WRITTEN REQUEST> Copy out the entries word for word, starting at the line containing "outline black handle grip, every instance" and continuing through the end of the entries, with both ends included.

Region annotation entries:
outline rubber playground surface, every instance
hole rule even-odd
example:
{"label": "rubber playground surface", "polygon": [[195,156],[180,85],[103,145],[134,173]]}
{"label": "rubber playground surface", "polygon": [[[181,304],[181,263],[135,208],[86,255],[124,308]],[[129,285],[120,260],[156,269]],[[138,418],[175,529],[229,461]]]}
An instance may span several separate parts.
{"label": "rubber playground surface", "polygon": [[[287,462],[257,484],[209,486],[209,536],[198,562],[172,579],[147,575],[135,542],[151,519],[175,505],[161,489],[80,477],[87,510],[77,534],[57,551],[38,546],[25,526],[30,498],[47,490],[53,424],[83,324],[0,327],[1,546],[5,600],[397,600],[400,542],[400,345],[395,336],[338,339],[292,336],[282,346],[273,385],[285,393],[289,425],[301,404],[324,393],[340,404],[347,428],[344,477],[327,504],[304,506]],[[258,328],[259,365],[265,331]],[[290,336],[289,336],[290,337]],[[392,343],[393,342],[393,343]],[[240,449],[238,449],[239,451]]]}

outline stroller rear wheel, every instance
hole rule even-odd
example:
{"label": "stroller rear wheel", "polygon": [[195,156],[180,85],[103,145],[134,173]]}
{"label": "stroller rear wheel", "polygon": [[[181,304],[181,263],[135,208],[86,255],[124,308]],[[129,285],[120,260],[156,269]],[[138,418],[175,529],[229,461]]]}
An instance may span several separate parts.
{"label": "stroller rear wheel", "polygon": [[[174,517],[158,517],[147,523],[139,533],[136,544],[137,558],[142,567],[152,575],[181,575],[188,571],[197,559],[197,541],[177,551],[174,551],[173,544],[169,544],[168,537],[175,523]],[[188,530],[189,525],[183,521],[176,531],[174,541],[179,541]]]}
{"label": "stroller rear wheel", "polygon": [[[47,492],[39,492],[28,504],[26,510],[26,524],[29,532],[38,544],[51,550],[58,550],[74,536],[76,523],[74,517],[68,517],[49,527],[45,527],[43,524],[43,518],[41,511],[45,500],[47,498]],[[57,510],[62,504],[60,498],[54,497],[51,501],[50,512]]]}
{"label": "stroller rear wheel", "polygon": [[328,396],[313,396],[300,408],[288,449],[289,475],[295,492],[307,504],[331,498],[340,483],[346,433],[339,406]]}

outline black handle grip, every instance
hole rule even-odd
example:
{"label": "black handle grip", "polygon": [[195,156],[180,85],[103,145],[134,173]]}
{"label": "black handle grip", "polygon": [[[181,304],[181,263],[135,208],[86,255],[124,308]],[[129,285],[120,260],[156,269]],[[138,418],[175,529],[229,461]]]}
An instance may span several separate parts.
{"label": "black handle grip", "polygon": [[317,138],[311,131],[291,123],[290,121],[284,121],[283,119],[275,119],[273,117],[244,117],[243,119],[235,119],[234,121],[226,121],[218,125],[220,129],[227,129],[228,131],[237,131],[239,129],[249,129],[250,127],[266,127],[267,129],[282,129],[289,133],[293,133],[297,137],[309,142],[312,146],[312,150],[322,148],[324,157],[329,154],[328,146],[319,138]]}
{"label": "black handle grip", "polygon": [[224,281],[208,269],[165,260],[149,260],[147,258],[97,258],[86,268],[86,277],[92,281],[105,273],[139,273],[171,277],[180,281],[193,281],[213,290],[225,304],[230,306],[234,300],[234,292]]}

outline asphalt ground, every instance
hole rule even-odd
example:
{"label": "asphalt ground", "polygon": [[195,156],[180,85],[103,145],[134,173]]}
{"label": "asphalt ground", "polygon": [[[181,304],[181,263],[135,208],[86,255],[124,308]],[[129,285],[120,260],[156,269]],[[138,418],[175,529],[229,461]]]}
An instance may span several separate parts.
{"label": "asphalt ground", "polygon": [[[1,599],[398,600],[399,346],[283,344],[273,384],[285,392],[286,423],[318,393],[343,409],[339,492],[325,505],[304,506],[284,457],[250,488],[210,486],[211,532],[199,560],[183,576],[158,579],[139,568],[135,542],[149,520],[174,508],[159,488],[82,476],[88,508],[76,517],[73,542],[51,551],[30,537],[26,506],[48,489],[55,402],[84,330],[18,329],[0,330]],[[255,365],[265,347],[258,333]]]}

TASK OUTPUT>
outline black handle grip, every instance
hole rule even-odd
example:
{"label": "black handle grip", "polygon": [[195,156],[180,85],[103,145],[134,173]]}
{"label": "black handle grip", "polygon": [[[181,304],[181,263],[135,208],[86,255],[124,308]],[[129,285],[120,260],[156,269]],[[138,418],[175,529],[229,461]]]}
An instance may span several separate parts.
{"label": "black handle grip", "polygon": [[317,138],[311,131],[291,123],[290,121],[284,121],[283,119],[275,119],[273,117],[244,117],[243,119],[235,119],[234,121],[226,121],[218,125],[220,129],[227,129],[228,131],[237,131],[239,129],[249,129],[250,127],[266,127],[267,129],[282,129],[289,133],[293,133],[297,137],[309,142],[312,146],[312,150],[322,148],[324,157],[329,154],[328,146],[319,138]]}
{"label": "black handle grip", "polygon": [[224,281],[208,269],[165,260],[149,260],[147,258],[97,258],[86,268],[86,277],[92,281],[105,273],[139,273],[171,277],[180,281],[193,281],[213,290],[225,304],[230,306],[234,300],[234,292]]}

outline asphalt ground, every instance
hole rule even-odd
example:
{"label": "asphalt ground", "polygon": [[195,156],[180,85],[103,145],[134,173]]}
{"label": "asphalt ground", "polygon": [[[181,304],[181,263],[135,208],[86,255],[124,308]],[[129,285],[120,260],[156,269]],[[138,418],[175,529],[229,461]]]}
An instance may span several separate parts.
{"label": "asphalt ground", "polygon": [[[1,599],[398,600],[399,346],[283,344],[273,384],[285,392],[286,423],[318,393],[343,409],[339,492],[325,505],[304,506],[284,457],[250,488],[210,486],[211,532],[199,560],[183,576],[158,579],[139,568],[135,542],[149,520],[174,508],[159,488],[82,476],[88,508],[76,517],[73,542],[51,551],[30,537],[26,506],[48,489],[55,402],[84,330],[18,329],[0,330]],[[255,365],[265,347],[258,333]]]}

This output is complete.